[Problem requirements]
Transcribe exactly the span of lines that begins the records and ends with the line holding "Target: distant car on road", both boundary lines included.

(Dataset entries)

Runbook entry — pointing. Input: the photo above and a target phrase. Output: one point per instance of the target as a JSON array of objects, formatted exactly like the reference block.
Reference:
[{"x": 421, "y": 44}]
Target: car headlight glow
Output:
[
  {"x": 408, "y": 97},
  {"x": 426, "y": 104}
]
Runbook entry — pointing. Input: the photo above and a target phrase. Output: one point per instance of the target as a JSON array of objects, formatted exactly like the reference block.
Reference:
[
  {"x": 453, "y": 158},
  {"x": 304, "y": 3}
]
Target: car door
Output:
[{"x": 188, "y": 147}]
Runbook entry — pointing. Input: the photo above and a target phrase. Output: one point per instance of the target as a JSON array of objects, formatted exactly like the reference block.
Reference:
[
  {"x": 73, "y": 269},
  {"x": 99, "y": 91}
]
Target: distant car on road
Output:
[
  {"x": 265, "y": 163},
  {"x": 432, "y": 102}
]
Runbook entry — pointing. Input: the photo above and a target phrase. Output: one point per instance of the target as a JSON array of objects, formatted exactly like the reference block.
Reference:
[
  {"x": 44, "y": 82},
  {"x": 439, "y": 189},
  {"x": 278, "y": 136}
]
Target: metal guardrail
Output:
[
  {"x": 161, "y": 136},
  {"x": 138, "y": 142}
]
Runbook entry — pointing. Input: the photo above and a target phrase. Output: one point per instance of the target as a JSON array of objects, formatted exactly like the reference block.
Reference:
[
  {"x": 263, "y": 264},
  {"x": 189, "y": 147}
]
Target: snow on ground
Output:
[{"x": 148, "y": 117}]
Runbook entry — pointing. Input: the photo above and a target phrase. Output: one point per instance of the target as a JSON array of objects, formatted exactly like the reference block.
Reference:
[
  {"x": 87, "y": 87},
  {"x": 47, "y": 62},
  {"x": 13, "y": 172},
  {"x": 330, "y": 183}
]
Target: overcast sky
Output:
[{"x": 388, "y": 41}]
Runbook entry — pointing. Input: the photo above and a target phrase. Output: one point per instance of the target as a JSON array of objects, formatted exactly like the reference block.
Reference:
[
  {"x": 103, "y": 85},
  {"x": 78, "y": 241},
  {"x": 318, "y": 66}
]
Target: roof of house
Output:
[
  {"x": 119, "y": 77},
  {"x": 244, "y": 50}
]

[Task solution]
Runbook entry — pointing. Input: the photo above and a target phrase. Output: one point per instance of the target as a JSON array of objects, formatted exactly like the reference block.
Reference:
[{"x": 421, "y": 44}]
Target: car headlight glow
Output:
[
  {"x": 408, "y": 97},
  {"x": 426, "y": 104}
]
Runbook entry — pointing. Input: the photo above and a target phrase. Output: one point per instance of the target as a JSON array of objects, formatted exactly like the reference block.
Reference:
[
  {"x": 453, "y": 158},
  {"x": 304, "y": 3}
]
Target: car door
Output:
[{"x": 188, "y": 147}]
Runbook entry — pointing. Input: the photo above and a target phrase. Output: one point per instance of the target as a JSON array of objects, formatted exactly like the reference block.
Reference:
[
  {"x": 73, "y": 269},
  {"x": 99, "y": 91}
]
Target: distant car on road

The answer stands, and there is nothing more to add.